Written instruction 1
Answer these questions from the lab text on Numpy and Pandas:
(a) What aliases are used by convention for numpy and pandas?
(b) Which function shows what a library makes available?
(c) According to its docstring, what does `np.zeros()` do?

Page
# Lab 2.0<br>Introducing Numpy & Pandas

## BUS152 - Spring 2024 <br> Brian Brady

### __Objectives__

This lesson will introduce us to two extremely useful and popular libraries that extend what base Python can do.  We can only scratch the suface of everything these two utilities can do, but the plan is to introduce you to the basics now, and you'll pick up more advanced functionality as you begin working on real projects.

Below are the objectives for this lesson.

- Learn why we need to use external libraries and functions
- Learn how to load and call external libraries and functions
- Learn the basics of Numpy and Pandas

### __Loading Libraries__

Recall that everything we've been doing so far is with base Python, and Python is a open source, general purpose coding language.  What this means is, the source code can be adapted and extended to do additional things not included in the base distribution.  This is exactly what makes the langauage so powerful.  

So in our case for data analysis and mathematical modeling, we'll need to get comfortable working with a few extremely common add-on libraries:  Numpy and Pandas.  There will be others that are pretty common, but these first two are the basis for which everything else is built.

First things first, you'll need to _load_ whichever libraries you want to use every time you boot up your favorite IDE or start your Jupyter kernel.  You will almost always need to use Numpy, Pandas, and a few others we'll get to later, for every single project, so you might as well get in the habit of loading them straight away.  The general convention is to load all of your libraries at the top of your script and use common aliases (i.e. `np` for numpy, `pd` for pandas).

To load a library, we use the `import` command, followed by the library name, `numpy`, and then `as alias` if applicable.  This only has to be done once per file, notebook, or session.

In [None]:
# Numpy is imported with the alias "np", and Pandas as "pd", by convention
import numpy as np
import pandas as pd

### __Library Functionality__

We now have access to all of the functions that come with the `numpy` and `pandas` installations.  If we want to know what's available in a library, we can see that simply by using the `dir()` function.

In [None]:
# Truncated output to only the last 10 functions in the directory list
dir(np)[-10:]

Now, if you want to see what one of these functions does, try typing the library alias/name followed by a period, then the function, and finally a question mark.

In [None]:
np.zeros?

We can see from the docstring output that `np.zeros()` is designed to "Return a new array of given shape and type, filled with zeros".  Google will also be your friend here when you want to know how to use some function, e.g. google "numpy zeros function examples" and you'll have plenty of tutorials to learn from in no time.

Items
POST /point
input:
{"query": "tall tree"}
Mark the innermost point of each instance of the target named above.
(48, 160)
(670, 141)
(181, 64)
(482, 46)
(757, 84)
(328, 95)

Written instruction 2
Quote, word for word, the record that follows the lab text above.

Task result 1
(a) `np` for numpy and `pd` for pandas.
(b) The `dir()` function.
(c) It will "Return a new array of given shape and type, filled with zeros".

Task result 2
POST /point
input:
{"query": "tall tree"}
Mark the innermost point of each instance of the target named above.
(48, 160)
(670, 141)
(181, 64)
(482, 46)
(757, 84)
(328, 95)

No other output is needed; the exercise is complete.